- WORK INSTRUCTIONS: Repeat the whole listing exactly as written.
START EXERCISE INPUT
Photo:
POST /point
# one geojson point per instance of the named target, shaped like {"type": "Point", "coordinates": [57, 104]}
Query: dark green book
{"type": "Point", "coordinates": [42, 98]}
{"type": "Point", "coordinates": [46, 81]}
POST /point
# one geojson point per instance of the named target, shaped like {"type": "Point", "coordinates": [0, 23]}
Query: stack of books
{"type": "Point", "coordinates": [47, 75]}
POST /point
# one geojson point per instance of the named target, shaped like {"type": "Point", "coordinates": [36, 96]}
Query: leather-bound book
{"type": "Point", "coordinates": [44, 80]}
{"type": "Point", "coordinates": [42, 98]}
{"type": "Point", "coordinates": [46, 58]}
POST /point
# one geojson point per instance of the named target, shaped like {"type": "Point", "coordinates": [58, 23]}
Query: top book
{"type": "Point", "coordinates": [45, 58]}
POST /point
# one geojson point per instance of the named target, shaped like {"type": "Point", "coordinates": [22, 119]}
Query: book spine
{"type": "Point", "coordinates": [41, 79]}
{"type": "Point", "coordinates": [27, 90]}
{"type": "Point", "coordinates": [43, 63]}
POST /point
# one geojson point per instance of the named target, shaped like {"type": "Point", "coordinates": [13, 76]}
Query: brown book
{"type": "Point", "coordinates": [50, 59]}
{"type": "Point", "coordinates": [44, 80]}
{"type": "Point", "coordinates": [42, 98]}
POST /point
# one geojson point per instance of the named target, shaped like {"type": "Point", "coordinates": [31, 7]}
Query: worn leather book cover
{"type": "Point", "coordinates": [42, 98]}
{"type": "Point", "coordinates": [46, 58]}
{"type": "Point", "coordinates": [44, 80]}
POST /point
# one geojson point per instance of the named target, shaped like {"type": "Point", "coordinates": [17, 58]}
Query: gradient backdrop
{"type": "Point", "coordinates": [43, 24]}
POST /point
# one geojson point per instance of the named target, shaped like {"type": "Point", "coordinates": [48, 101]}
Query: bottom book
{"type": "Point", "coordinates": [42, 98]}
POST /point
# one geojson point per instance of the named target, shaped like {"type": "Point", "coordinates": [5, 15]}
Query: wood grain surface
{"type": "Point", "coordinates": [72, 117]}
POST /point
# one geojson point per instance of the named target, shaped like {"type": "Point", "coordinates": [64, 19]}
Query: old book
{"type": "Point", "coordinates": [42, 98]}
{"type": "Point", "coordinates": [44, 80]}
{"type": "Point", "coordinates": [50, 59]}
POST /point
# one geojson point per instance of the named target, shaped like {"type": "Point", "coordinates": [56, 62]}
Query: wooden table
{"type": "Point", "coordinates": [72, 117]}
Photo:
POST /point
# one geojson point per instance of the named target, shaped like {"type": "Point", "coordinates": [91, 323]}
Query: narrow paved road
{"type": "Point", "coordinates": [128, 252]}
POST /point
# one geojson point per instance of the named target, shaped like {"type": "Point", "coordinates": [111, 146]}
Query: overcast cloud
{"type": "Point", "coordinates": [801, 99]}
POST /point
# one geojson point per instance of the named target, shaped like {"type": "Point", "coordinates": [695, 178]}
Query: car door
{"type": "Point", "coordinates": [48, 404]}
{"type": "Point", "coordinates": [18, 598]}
END EXERCISE INPUT
- FULL SOLUTION:
Photo:
POST /point
# one geojson point per instance of the named target, shaped like {"type": "Point", "coordinates": [57, 104]}
Query: dark green book
{"type": "Point", "coordinates": [42, 98]}
{"type": "Point", "coordinates": [46, 81]}
POST /point
# one geojson point per instance of the named target, shaped like {"type": "Point", "coordinates": [0, 23]}
Query: stack of books
{"type": "Point", "coordinates": [47, 75]}
POST /point
# one geojson point per instance of the named target, shaped like {"type": "Point", "coordinates": [36, 96]}
Query: leather-bound book
{"type": "Point", "coordinates": [44, 80]}
{"type": "Point", "coordinates": [42, 98]}
{"type": "Point", "coordinates": [46, 58]}
POST /point
# one geojson point per instance of the named target, shaped like {"type": "Point", "coordinates": [58, 23]}
Query: top book
{"type": "Point", "coordinates": [45, 58]}
POST /point
# one geojson point per instance of the named target, shaped like {"type": "Point", "coordinates": [22, 119]}
Query: book spine
{"type": "Point", "coordinates": [41, 79]}
{"type": "Point", "coordinates": [27, 90]}
{"type": "Point", "coordinates": [43, 63]}
POST /point
# one geojson point per instance of the named target, shaped like {"type": "Point", "coordinates": [13, 76]}
Query: brown book
{"type": "Point", "coordinates": [50, 59]}
{"type": "Point", "coordinates": [44, 80]}
{"type": "Point", "coordinates": [42, 98]}
POST /point
# one geojson point per instance of the named target, shaped like {"type": "Point", "coordinates": [31, 7]}
Query: worn leather book cover
{"type": "Point", "coordinates": [42, 98]}
{"type": "Point", "coordinates": [46, 58]}
{"type": "Point", "coordinates": [44, 80]}
POST /point
# one geojson point per instance of the named target, shaped like {"type": "Point", "coordinates": [17, 58]}
Query: gradient backdrop
{"type": "Point", "coordinates": [43, 24]}
POST /point
# one geojson point per instance of the named target, shaped like {"type": "Point", "coordinates": [48, 101]}
Query: bottom book
{"type": "Point", "coordinates": [42, 98]}
POST /point
# one geojson point per instance of the named target, shaped like {"type": "Point", "coordinates": [5, 15]}
Query: wood grain surface
{"type": "Point", "coordinates": [72, 117]}
POST /point
# one geojson point per instance of the named target, shaped like {"type": "Point", "coordinates": [64, 19]}
Query: old book
{"type": "Point", "coordinates": [42, 98]}
{"type": "Point", "coordinates": [44, 80]}
{"type": "Point", "coordinates": [50, 59]}
POST /point
# one geojson point per instance of the named target, shaped like {"type": "Point", "coordinates": [56, 62]}
Query: wooden table
{"type": "Point", "coordinates": [72, 117]}
Photo:
POST /point
# one geojson point per instance of the named target, shaped like {"type": "Point", "coordinates": [91, 323]}
Query: narrow paved road
{"type": "Point", "coordinates": [128, 252]}
POST /point
# one geojson point per instance of the named target, shaped like {"type": "Point", "coordinates": [111, 146]}
Query: overcast cloud
{"type": "Point", "coordinates": [801, 99]}
POST /point
# one geojson point per instance of the named target, shaped like {"type": "Point", "coordinates": [695, 178]}
Query: car door
{"type": "Point", "coordinates": [48, 404]}
{"type": "Point", "coordinates": [18, 598]}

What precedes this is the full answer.